==== DATA FOR THIS EXERCISE ====

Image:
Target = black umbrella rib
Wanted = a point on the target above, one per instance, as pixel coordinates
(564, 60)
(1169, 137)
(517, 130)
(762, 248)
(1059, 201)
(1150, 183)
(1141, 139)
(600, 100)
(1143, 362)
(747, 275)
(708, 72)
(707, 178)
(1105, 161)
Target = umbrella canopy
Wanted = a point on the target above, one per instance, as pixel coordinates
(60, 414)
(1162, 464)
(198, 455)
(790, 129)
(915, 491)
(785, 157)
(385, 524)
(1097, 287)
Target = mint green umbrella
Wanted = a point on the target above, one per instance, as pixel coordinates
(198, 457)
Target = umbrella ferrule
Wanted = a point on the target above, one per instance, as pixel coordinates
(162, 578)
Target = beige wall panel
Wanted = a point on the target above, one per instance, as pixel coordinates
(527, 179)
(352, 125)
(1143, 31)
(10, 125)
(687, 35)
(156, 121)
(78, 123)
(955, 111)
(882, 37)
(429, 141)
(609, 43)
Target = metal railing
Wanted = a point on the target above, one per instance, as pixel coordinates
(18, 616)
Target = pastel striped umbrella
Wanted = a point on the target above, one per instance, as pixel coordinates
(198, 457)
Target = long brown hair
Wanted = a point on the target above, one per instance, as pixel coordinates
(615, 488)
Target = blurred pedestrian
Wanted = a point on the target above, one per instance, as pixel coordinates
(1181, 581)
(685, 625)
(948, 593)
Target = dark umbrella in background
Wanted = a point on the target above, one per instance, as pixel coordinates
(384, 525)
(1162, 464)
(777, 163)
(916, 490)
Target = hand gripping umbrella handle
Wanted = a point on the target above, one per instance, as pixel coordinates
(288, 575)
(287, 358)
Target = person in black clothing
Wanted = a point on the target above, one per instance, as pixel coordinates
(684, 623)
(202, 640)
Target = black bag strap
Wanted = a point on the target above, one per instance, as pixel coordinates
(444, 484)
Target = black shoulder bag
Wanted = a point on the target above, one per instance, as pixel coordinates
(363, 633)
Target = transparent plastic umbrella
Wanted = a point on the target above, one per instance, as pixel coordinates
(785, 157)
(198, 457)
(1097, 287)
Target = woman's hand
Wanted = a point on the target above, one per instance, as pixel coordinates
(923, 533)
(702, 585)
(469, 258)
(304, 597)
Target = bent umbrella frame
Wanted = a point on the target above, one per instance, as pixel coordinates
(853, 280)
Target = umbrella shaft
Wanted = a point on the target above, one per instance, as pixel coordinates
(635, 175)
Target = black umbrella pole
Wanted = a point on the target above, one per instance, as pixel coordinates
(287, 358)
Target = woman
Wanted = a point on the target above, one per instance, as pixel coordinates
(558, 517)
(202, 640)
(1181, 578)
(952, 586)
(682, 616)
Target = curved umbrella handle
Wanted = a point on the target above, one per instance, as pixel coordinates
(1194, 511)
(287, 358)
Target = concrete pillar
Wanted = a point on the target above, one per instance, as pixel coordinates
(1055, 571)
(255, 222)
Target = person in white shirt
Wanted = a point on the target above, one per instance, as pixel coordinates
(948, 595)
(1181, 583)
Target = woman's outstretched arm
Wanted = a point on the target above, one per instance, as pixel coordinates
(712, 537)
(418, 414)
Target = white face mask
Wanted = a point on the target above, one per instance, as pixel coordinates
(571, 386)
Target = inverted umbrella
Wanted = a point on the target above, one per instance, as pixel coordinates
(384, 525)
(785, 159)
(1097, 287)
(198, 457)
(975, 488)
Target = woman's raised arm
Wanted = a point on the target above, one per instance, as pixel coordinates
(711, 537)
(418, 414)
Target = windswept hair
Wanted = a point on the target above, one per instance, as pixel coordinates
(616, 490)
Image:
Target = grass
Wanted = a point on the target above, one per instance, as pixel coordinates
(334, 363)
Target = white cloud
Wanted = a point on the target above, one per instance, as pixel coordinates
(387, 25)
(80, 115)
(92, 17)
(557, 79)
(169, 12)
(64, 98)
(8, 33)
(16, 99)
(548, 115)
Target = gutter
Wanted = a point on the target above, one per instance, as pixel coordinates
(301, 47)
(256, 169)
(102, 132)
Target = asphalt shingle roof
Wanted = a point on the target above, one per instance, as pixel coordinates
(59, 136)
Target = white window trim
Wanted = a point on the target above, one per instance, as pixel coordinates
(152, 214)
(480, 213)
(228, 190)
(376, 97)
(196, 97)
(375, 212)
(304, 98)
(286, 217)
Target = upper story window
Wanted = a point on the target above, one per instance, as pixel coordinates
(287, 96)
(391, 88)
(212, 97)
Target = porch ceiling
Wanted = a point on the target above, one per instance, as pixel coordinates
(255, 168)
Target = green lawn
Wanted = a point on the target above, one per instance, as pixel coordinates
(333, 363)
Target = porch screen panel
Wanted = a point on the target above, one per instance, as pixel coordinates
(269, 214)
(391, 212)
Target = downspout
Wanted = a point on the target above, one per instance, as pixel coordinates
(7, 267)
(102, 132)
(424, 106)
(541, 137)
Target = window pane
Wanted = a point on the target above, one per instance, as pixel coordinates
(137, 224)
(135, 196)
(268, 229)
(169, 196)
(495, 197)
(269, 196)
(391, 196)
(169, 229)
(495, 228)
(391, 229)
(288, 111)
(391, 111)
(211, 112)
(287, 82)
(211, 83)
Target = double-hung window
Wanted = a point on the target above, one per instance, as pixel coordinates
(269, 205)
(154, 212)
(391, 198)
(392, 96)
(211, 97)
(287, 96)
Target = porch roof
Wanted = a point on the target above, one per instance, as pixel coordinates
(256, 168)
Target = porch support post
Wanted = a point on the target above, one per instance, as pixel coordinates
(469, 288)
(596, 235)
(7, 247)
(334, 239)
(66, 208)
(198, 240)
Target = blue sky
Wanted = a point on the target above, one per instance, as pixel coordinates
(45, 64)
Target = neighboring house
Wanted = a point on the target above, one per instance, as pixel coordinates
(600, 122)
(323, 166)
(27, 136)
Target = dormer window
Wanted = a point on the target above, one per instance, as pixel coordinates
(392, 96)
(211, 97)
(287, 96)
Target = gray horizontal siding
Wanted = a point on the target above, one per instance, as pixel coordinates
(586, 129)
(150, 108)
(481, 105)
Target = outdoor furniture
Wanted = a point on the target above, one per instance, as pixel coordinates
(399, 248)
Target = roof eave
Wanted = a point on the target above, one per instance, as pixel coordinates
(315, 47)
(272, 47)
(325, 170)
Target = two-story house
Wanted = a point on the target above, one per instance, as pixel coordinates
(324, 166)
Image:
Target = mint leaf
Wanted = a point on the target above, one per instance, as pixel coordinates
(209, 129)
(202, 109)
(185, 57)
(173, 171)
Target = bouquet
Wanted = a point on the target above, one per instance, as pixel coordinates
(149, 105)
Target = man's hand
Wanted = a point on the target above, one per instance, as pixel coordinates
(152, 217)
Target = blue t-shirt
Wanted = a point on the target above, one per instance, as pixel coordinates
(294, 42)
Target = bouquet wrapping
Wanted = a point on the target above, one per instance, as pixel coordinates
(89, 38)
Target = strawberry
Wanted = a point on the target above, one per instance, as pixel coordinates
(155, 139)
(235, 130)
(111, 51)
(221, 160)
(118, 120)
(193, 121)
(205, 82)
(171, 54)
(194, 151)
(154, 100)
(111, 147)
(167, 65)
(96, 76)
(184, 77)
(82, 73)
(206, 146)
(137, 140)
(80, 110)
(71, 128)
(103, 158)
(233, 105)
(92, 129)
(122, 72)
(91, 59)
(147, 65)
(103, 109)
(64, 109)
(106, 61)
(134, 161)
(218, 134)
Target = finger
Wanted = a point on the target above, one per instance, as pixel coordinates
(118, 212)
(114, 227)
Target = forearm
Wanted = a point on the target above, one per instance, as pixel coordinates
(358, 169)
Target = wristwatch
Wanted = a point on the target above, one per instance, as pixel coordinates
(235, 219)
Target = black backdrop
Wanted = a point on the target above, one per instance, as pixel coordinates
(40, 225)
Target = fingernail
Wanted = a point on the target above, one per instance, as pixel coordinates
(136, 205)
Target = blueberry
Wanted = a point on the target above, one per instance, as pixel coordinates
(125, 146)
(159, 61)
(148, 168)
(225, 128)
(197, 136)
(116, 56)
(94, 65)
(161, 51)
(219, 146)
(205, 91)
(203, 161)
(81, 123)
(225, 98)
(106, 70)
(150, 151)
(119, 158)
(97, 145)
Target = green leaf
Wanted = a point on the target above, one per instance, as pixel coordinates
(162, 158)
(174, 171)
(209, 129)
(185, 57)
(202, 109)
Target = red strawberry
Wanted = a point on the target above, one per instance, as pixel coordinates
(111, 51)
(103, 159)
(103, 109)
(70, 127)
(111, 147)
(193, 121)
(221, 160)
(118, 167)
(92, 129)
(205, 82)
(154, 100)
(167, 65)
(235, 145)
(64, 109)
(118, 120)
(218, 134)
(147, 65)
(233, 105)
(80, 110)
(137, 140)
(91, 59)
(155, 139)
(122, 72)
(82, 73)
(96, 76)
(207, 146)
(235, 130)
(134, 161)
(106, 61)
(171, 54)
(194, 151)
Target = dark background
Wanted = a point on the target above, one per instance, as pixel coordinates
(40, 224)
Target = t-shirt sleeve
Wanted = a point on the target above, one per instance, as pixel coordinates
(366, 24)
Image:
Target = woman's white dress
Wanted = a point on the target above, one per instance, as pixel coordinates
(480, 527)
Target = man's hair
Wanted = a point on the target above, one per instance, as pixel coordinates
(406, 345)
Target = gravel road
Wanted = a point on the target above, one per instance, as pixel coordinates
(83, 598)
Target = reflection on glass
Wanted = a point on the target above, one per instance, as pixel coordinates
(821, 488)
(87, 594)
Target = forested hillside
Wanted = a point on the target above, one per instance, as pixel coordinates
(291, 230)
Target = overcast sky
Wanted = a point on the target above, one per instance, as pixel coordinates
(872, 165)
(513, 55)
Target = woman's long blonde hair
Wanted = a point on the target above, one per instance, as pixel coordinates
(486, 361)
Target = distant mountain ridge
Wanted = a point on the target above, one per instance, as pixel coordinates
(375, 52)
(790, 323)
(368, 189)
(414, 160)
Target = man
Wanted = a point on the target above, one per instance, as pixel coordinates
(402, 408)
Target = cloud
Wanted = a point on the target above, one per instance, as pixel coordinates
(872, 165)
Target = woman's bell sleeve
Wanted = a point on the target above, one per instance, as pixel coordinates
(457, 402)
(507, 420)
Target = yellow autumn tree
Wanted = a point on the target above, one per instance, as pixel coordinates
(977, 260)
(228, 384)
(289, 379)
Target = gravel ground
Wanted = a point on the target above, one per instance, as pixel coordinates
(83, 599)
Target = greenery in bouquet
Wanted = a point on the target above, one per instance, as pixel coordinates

====

SET EXERCISE: Write out the lines above, starting at the line that contains "Target = woman's long blonde hair" and ending with the final line, and nothing else; copy them exactly.

ANSWER TO THE PROBLEM:
Target = woman's long blonde hair
Wanted = a point on the target above, one per instance, as pixel coordinates
(486, 361)
Target = distant mountain ridge
Wanted = a point on the target above, one per instance, as pixel coordinates
(375, 52)
(790, 323)
(368, 189)
(414, 160)
Target = man
Wanted = a point on the target above, one per instance, as pixel coordinates
(402, 408)
Target = cloud
Wanted = a point on the target above, one per instance, as pixel coordinates
(872, 165)
Target = woman's bell sleeve
Wanted = a point on the target above, one per instance, as pixel coordinates
(457, 402)
(507, 420)
Target = yellow autumn tree
Wanted = a point on the target above, one per instance, as pixel coordinates
(977, 260)
(228, 384)
(289, 379)
Target = gravel ground
Wanted = a point on the target above, one per instance, as pixel coordinates
(83, 599)
Target = greenery in bouquet
Wanted = a point on the target above, one per instance, as pixel coordinates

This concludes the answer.